Excerpts of location labeling data
------------------------------------------------------------

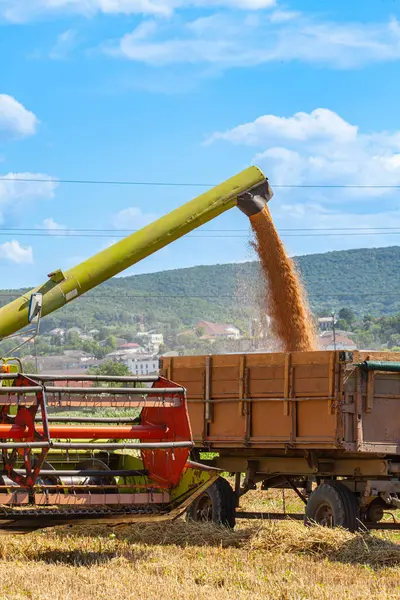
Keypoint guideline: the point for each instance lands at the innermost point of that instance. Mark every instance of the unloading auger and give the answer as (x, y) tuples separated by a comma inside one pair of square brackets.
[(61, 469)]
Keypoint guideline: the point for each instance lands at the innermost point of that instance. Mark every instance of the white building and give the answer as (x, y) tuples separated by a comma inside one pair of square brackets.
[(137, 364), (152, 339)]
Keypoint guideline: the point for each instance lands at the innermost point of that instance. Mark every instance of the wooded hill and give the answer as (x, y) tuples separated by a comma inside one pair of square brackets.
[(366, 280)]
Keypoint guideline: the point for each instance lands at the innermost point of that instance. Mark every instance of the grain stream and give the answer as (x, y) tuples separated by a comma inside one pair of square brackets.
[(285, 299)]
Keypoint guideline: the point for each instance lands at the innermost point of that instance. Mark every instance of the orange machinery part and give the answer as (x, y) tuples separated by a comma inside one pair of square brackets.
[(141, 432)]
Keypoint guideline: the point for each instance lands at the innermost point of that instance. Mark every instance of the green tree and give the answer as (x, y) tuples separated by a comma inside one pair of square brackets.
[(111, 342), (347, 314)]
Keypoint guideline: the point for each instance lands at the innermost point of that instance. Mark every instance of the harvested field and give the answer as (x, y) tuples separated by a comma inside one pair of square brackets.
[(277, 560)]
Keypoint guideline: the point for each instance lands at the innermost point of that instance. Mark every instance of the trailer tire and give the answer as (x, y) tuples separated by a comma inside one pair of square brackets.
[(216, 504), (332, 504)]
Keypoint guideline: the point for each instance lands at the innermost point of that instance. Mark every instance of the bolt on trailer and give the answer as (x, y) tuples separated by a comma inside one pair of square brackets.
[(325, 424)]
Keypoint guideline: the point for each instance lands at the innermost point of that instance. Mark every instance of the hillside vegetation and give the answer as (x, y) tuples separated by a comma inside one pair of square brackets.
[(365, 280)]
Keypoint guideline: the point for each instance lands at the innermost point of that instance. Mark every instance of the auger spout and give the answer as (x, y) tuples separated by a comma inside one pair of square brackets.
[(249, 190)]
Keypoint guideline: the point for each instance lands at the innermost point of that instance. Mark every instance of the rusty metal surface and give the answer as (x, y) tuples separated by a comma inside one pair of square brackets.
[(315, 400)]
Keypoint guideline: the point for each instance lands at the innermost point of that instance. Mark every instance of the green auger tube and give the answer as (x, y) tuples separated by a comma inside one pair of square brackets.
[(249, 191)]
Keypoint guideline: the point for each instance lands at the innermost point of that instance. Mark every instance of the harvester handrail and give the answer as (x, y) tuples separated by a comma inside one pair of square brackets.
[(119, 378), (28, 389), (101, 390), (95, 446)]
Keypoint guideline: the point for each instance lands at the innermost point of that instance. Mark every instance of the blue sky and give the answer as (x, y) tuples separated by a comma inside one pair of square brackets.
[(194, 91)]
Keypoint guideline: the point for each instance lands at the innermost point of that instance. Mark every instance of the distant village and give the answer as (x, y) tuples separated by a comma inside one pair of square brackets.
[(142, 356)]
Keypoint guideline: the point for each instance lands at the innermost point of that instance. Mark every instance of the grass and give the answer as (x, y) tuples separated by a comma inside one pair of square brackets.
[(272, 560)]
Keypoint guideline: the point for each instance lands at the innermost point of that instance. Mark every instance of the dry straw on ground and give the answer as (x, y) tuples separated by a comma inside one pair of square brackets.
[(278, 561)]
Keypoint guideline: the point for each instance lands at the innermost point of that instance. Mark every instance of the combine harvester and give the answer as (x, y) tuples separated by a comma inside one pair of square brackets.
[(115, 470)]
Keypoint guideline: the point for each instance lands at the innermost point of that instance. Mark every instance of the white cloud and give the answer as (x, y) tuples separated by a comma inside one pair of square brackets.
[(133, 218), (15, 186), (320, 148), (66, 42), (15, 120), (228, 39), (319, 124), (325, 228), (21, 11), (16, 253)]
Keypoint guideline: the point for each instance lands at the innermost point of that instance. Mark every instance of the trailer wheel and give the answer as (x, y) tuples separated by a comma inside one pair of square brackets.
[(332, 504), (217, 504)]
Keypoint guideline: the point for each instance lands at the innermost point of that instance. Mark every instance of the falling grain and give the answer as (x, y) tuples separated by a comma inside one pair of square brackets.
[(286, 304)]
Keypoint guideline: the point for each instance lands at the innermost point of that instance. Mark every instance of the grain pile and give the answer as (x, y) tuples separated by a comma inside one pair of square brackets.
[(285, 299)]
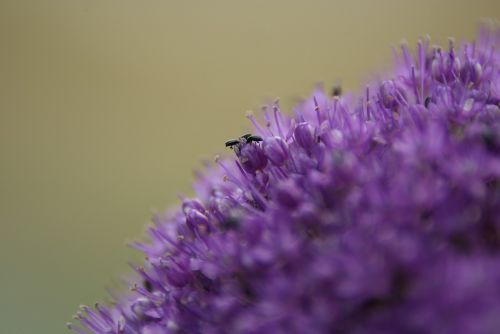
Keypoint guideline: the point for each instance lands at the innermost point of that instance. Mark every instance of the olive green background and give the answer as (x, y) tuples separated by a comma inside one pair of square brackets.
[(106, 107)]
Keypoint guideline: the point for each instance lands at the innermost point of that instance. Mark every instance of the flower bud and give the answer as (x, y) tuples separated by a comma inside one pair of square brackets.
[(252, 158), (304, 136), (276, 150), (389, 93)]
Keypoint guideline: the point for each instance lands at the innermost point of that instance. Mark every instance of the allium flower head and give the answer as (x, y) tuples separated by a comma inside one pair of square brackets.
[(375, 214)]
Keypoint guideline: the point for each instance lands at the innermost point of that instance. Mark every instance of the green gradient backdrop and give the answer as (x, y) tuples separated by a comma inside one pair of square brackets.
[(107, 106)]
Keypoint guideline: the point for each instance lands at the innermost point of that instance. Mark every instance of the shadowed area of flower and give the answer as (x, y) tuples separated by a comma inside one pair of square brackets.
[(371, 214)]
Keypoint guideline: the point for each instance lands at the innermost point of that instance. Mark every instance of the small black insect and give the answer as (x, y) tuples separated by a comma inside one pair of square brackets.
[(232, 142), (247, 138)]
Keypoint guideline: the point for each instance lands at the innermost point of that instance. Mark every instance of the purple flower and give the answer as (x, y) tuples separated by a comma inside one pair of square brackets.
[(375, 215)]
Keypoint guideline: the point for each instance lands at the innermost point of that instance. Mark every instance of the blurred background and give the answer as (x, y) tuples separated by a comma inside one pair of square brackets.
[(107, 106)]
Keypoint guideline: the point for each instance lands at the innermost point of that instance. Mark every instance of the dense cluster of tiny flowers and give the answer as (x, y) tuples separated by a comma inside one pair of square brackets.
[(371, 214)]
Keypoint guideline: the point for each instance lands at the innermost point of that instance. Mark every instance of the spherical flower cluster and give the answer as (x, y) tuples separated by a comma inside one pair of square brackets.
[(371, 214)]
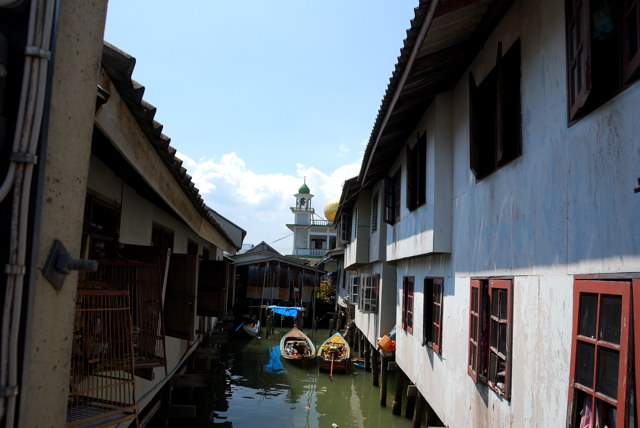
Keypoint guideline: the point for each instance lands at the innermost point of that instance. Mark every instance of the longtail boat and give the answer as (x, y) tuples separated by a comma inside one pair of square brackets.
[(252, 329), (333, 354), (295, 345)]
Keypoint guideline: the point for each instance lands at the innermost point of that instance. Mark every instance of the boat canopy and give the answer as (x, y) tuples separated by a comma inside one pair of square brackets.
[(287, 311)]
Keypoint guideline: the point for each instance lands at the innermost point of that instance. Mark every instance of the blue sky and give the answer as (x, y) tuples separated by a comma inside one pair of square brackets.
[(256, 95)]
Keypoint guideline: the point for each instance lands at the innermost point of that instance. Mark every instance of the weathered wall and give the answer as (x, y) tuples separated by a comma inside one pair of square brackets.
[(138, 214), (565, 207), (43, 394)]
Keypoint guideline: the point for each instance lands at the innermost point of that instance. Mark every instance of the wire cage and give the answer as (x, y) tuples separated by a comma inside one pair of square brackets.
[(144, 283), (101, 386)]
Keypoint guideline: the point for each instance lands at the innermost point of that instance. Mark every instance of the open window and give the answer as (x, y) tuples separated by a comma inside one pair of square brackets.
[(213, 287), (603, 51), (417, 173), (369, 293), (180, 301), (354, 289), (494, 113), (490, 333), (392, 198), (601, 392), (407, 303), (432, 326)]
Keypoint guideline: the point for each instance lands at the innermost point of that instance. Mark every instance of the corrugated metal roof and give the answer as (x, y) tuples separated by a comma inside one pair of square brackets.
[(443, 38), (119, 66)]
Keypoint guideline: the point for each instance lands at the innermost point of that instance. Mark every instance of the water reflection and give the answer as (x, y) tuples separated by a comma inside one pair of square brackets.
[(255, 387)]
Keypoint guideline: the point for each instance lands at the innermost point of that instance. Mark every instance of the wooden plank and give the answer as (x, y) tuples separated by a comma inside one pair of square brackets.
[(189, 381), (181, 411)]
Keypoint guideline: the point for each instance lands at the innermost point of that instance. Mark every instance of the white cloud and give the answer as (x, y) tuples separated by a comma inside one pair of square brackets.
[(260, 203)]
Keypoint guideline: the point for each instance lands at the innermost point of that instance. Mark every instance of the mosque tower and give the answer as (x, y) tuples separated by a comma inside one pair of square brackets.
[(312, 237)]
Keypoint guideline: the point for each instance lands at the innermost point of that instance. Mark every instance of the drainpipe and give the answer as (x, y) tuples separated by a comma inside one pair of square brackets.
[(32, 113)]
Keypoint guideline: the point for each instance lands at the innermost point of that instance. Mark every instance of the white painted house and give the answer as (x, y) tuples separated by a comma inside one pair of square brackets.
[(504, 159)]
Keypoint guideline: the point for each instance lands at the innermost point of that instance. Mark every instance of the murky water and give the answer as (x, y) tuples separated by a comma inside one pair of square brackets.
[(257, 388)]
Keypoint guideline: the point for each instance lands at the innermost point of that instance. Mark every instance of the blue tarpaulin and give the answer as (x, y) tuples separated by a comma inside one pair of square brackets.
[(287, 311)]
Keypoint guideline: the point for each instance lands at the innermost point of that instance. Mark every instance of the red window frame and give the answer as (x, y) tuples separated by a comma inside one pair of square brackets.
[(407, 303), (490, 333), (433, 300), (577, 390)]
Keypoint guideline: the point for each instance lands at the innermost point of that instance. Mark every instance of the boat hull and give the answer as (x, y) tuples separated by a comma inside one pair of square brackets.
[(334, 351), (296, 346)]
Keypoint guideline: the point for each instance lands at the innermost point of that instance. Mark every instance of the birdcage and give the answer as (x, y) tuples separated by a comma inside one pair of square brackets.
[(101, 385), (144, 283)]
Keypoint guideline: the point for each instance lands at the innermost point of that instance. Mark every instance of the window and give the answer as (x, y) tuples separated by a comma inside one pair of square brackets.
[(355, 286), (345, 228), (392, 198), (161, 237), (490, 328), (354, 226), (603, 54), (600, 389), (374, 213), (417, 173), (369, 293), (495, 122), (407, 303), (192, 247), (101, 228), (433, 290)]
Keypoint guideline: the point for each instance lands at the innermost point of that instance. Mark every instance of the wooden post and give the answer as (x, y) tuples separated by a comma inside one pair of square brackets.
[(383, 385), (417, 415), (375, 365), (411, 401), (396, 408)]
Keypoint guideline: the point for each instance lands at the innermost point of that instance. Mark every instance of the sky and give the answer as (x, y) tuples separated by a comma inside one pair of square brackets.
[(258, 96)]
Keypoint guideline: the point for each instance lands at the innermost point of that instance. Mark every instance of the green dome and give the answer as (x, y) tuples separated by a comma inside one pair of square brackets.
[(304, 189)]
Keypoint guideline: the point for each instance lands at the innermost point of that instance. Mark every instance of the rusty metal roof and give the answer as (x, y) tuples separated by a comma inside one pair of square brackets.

------------------------------------------------------------

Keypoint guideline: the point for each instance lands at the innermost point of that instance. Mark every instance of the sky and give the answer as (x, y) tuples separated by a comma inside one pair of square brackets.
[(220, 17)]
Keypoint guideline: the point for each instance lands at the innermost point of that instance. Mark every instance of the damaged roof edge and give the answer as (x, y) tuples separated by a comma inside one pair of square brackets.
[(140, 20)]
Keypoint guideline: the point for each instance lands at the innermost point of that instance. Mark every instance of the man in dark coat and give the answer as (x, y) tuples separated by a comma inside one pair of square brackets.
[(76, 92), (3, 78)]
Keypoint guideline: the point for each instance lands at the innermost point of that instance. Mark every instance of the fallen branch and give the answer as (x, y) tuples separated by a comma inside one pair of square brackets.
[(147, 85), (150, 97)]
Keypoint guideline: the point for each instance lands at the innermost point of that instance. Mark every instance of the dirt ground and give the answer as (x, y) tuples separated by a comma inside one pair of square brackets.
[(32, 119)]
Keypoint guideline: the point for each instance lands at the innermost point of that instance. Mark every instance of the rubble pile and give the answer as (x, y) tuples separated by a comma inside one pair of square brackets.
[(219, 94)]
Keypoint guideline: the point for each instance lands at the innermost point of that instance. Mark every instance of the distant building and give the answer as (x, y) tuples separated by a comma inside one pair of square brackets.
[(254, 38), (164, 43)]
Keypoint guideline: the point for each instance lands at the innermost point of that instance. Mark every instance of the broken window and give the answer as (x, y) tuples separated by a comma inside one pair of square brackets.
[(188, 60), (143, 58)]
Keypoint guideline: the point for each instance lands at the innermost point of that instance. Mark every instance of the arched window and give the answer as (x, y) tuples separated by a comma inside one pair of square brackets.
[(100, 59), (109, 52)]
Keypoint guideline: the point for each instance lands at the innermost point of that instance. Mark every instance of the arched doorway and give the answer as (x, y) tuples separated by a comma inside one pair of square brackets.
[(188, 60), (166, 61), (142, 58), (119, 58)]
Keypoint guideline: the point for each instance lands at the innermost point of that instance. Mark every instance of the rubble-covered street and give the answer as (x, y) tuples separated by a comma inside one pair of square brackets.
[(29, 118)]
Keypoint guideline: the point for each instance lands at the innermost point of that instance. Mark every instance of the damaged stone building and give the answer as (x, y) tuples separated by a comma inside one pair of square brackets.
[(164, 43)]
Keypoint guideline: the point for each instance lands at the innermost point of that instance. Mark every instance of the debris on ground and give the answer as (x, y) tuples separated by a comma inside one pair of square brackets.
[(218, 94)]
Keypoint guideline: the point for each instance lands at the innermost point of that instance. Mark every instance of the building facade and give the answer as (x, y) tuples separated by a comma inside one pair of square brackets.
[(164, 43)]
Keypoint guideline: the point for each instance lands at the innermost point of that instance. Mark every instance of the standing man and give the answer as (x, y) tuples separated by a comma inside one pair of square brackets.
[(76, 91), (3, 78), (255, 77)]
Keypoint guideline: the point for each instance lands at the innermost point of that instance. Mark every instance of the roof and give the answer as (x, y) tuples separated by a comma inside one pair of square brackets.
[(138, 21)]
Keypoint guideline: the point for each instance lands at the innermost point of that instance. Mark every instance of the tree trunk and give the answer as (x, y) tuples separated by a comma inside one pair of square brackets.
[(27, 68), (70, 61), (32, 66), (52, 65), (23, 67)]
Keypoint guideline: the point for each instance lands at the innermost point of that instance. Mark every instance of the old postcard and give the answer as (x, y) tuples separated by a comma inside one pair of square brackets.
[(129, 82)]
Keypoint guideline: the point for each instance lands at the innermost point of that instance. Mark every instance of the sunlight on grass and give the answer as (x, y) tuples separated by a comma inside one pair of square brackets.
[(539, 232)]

------------------------------------------------------------

What you need to do:
Format everything from the line containing "of the tree" down to the line containing "[(27, 68), (70, 61), (32, 66), (52, 65), (23, 67)]" as a numbered list, leaving out any blank lines.

Right answer:
1. Keypoint guideline: the point for each instance lands at the innermost point of that instance. Mark every instance of the tree trunk and give the answer as (x, y) tuples separated by a comma inside one pair of square brackets.
2. [(27, 68), (70, 61), (32, 66), (52, 65), (23, 67)]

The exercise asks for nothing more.